§ **About this task**: Print out each entry below in full, exactly as given, excluding pictures.
* * * * * * *
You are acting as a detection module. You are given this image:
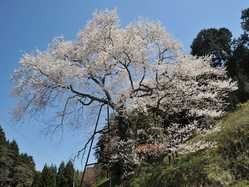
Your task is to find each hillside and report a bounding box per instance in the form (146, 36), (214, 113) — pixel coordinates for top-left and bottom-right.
(129, 102), (249, 187)
(0, 126), (35, 186)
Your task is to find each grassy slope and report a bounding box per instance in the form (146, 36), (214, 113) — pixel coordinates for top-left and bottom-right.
(131, 102), (249, 187)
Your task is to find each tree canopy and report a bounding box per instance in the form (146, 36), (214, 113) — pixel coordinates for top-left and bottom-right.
(0, 126), (35, 187)
(191, 28), (232, 67)
(241, 8), (249, 33)
(13, 9), (236, 129)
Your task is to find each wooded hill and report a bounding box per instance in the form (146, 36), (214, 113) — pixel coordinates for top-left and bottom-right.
(0, 126), (35, 186)
(0, 127), (90, 187)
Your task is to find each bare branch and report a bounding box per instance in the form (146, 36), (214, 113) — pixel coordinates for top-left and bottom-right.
(69, 85), (111, 106)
* * * * * * *
§ **Solution**:
You are acting as a detection module. You are given this image:
Your task is to find each hillside and report a bounding box per instance in the form (146, 36), (214, 113) — pixel coordinates for top-left and bottom-right.
(129, 102), (249, 187)
(0, 126), (35, 186)
Your task is to find each grassy slope and report a bounding box per instance in the form (146, 36), (214, 113) — pixel coordinates for top-left and bottom-right.
(131, 102), (249, 187)
Your task is to find each tree canopy and report a bounding box per instance in the form (146, 36), (214, 113) — pixel coordinates for top-left and bottom-right.
(0, 126), (35, 187)
(191, 28), (232, 67)
(241, 8), (249, 33)
(13, 9), (236, 129)
Your task is to find each wooded hill and report a bounding box per instance in the form (146, 36), (214, 113) — pixel coordinates for top-left and bottom-right.
(0, 126), (35, 186)
(0, 127), (90, 187)
Your task is to find each bare branch and report a bounding box per instance in the form (146, 36), (214, 113) — pixel coordinates for top-left and bottom-right.
(69, 85), (111, 106)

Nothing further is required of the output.